**文档节选**
▼
内质网作为真核细胞中广泛分布的膜性细胞器，可与其它细胞器形成互作网络。它与内吞体的互作在脂质的合成与交换、内吞体的生成、裂变与迁移等过程中发挥重要作用，该互作的功能紊乱与C型尼曼匹克氏症、肌萎缩侧索硬化症、肥胖、冠心病及胰腺癌等疾病的发生发展密切相关。然而，对于该互作建立和维持的关键因子的鉴定及功能研究还处于起步阶段。申请人的前期工作发现PITP家族蛋白SEC14L2/Sec14l3可以定位于分选内吞体与管状内质网的内膜接触点，参与调控内质网与内吞体的互作，影响内吞体的裂变。在此基础之上，本项目拟利用哺乳动物细胞系和斑马鱼作为模式系统，深入研究SEC14L2/Sec14l3在内质网-内吞体互作发生中的功能及作用机制。同时，尝试鉴定与SEC14L2/Sec14l3共同发挥作用的新的调控因子，探讨其在细胞、器官、乃至个体水平上的生物学功能，为人类相关疾病的研究提供新的线索，具有重要的科学意义。
▲
**已知信息**
▼
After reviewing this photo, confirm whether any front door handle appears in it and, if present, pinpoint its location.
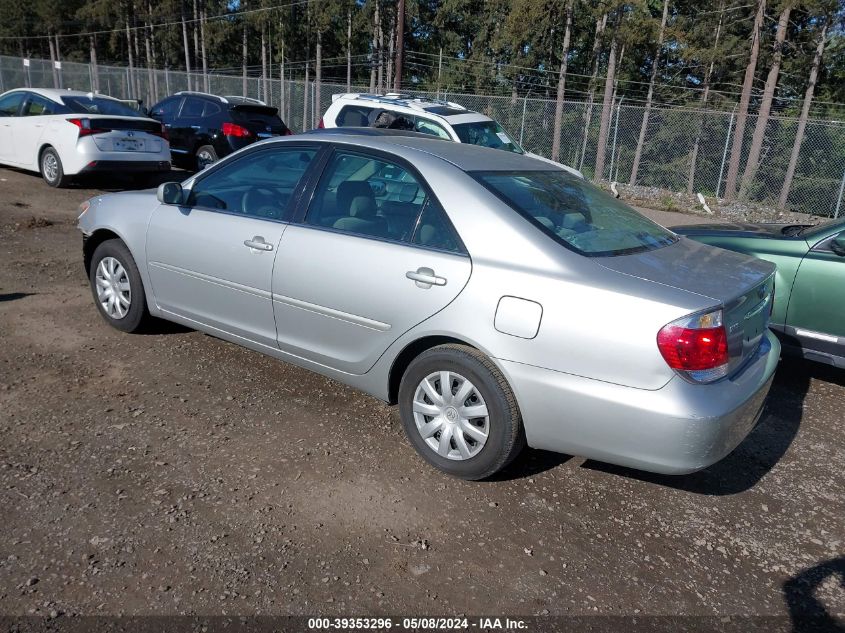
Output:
[244,235,273,251]
[405,267,446,288]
▲
**任务目标**
依据文档节选，分别回答以下问题：
(a) 内质网与内吞体互作的功能紊乱与哪些疾病密切相关？
(b) 申请人的前期工作发现SEC14L2/Sec14l3定位于何处？
(c) 本项目拟利用哪些模式系统开展研究？

**练习答案**
(a) C型尼曼匹克氏症、肌萎缩侧索硬化症、肥胖、冠心病及胰腺癌。
(b) 分选内吞体与管状内质网的内膜接触点。
(c) 哺乳动物细胞系和斑马鱼。